- **WORK TO DO**: Copy the rows below verbatim, leaving every line unchanged.

- **Rows from a point labeling set**:
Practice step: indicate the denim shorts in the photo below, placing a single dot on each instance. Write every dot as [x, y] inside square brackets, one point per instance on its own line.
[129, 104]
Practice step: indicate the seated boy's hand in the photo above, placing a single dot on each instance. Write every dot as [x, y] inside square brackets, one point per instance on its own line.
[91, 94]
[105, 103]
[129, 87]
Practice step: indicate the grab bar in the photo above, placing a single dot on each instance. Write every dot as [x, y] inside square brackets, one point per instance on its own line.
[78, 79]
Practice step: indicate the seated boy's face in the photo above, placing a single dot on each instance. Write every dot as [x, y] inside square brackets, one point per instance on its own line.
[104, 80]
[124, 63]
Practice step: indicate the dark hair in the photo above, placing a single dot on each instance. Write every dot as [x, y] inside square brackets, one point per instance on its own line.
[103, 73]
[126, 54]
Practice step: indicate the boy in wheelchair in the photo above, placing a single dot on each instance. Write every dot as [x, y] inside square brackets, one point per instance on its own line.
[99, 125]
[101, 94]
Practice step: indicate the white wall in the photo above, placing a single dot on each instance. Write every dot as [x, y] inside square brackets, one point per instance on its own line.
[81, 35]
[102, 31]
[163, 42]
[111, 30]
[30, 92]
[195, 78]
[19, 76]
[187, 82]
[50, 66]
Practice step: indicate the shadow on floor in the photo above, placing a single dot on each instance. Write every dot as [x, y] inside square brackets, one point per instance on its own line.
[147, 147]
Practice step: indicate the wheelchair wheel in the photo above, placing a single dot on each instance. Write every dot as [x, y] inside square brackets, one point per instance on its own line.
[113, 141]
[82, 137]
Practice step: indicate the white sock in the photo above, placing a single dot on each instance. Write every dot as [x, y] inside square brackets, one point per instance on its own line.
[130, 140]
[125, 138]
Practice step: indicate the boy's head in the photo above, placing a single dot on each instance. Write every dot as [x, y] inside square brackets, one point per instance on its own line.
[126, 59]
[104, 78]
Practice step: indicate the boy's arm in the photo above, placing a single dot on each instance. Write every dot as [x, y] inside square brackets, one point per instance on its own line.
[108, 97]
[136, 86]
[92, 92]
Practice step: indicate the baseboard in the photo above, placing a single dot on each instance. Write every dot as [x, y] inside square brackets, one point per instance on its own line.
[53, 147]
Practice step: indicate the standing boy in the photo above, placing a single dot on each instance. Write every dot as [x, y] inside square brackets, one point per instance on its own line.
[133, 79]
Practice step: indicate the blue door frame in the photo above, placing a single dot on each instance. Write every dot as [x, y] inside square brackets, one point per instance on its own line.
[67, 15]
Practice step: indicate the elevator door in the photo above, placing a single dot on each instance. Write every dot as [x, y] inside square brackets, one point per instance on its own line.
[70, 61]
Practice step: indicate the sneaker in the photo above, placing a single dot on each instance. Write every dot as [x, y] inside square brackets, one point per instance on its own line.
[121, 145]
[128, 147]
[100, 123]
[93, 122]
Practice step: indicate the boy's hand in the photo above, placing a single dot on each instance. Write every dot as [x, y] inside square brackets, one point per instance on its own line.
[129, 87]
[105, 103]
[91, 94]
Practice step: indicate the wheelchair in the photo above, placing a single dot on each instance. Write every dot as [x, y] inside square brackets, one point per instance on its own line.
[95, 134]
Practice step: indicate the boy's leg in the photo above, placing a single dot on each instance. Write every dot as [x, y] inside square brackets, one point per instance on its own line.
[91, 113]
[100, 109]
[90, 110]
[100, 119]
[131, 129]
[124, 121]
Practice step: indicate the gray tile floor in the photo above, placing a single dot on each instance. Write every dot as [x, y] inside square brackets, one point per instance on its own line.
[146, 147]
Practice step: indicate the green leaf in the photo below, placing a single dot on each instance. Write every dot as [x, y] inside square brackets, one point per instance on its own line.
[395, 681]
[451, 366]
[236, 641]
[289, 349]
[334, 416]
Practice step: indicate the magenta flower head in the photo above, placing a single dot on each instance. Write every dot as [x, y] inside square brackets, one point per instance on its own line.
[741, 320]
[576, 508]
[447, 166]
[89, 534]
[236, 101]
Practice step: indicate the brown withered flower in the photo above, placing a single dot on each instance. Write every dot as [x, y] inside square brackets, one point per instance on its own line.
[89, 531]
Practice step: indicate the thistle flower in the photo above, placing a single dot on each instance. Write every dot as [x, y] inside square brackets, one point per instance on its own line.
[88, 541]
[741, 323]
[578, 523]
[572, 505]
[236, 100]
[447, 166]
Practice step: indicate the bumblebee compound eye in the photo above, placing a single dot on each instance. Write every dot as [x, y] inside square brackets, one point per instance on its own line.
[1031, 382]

- **EXPECTED ANSWER**:
Practice step: indicate the denim shorts in the photo below, placing a single dot on each instance. Write every dot as [x, y] inside square brackets, one point per instance on its own line.
[129, 104]
Practice step: indicate the seated boy's hand in the photo above, placing a single dot on each instance. Write every dot as [x, y] inside square brackets, one point per instance on its own line.
[91, 94]
[105, 103]
[129, 87]
Practice step: indicate the grab bar in the photo above, placing a single dot on each instance. Write every dot as [x, y] inside square brackets, one point per instance on its own line.
[78, 79]
Practice step: indicate the seated boy's face in the photo above, placing a single dot on each instance. Write every dot as [x, y] inside square brackets, one point per instance on its own line.
[104, 80]
[124, 63]
Practice step: indicate the dark hair in the photo above, placing a single dot on each instance. Write every dot as [x, y] inside square brackets, one point per instance on its own line.
[103, 73]
[126, 54]
Practice step: indicate the boy in wheelchair in the photo above, placing a single dot on each instance. Write every dot as [x, y] inside square brackets, one point per instance on its own line.
[99, 125]
[101, 94]
Practice step: indicate the white wall in the photo above, placing a single dot on each instance. Write every dot as [x, y] inside square brackets, one point per instance on its own line.
[81, 35]
[102, 31]
[163, 42]
[111, 30]
[30, 92]
[195, 78]
[19, 76]
[187, 82]
[50, 66]
Practice step: indicate the shadow on floor in the photo above, placing a single dot on each instance. Write every dot as [x, y] inside square brackets, one point per instance on its own line.
[147, 147]
Practice step: indicate the wheelchair wheel in the photo above, placing a single dot on each instance. Write every dot as [x, y] inside square brackets, one point per instance on its own line.
[113, 141]
[82, 137]
Practice step: indicate the white sock in the photo above, placing a single dot on each instance. Write every dot as [x, y] inside square brackets, one point per instance on its own line.
[130, 140]
[125, 138]
Practice step: indicate the boy's head in the photo above, placing a single dot on each instance. Write every dot as [x, y] inside square brackets, one point per instance on its own line.
[126, 59]
[104, 78]
Practice step: indicate the boy's arm in the photo above, placing a single dot on each instance. Write every dot as [x, y] inside square brackets, one point per instance on its own line.
[108, 97]
[136, 86]
[92, 92]
Practice step: indicate the baseboard in the photo above, placing a single dot on each instance. Write every dot as [x, y] inside square brackets, one point per instance on its own line.
[53, 147]
Practice step: indicate the standing boy in the photo above, placing a single dot on each instance. Write every dot as [x, y] inside square brackets, one point per instance on its own line.
[133, 79]
Practice step: indicate the blue door frame in the photo above, placing a single dot on each instance. Write every dot as [x, y] inside square brackets, one point per instance on its own line.
[67, 15]
Practice step: indicate the elevator door in the photo above, placing a single dot on each instance. Write every dot as [x, y] inside square brackets, one point per instance on its own line.
[70, 61]
Practice step: indicate the sneaker in the photo above, placing a single dot on each instance. Write every dot as [x, y] inside square brackets, one point per instance on its own line.
[121, 145]
[128, 147]
[100, 123]
[93, 122]
Practice step: indicate the boy's hand in the photo above, placing a single dot on each instance. Write every dot as [x, y] inside square brackets, one point per instance on its own line.
[129, 87]
[105, 103]
[91, 94]
Practice step: indicate the wheelchair in the photo above, placing a single dot on each instance. Write every dot as [x, y] inside square brackets, one point per instance on its own line.
[95, 134]
Practice step: indicate the boy's leg in the photo above, placing a single dot on each instance. Write every dot as [x, y] inside square brackets, one point per instance on its own line.
[91, 113]
[100, 109]
[90, 110]
[100, 119]
[131, 129]
[124, 121]
Practice step: indicate the gray tile floor in the photo above, placing a single dot on each instance. Write every dot as [x, y] inside square brackets, one point per instance on its own line.
[146, 147]
Practice step: indicate the green leaf in the photo below, placing a single dot on each instance. Write every dot as [x, y] inside square brackets, one point per instance on its own line.
[395, 681]
[451, 366]
[236, 641]
[289, 349]
[334, 416]
Practice step: indicate the magenta flower head in the photo above, placing a single dot on each instance. Write every dot as [x, y] inside square brackets, one point per instance on its own line.
[741, 320]
[576, 508]
[447, 166]
[89, 534]
[236, 101]
Practice step: indicate the brown withered flower in the photo above, placing a single dot on each instance. Write every dot as [x, y] inside square brackets, one point per instance on its own line.
[89, 531]
Practice step: indicate the thistle flower in the photo above, placing a single dot on each instance. Write every dot as [x, y] inside square brackets, one point per instance on its own line.
[88, 541]
[741, 323]
[578, 523]
[572, 505]
[236, 100]
[447, 166]
Practice step: indicate the bumblebee compound eye in the photo above, placing a single dot on each instance. Write every dot as [x, y] inside square brackets, one point per instance on its own line.
[1031, 382]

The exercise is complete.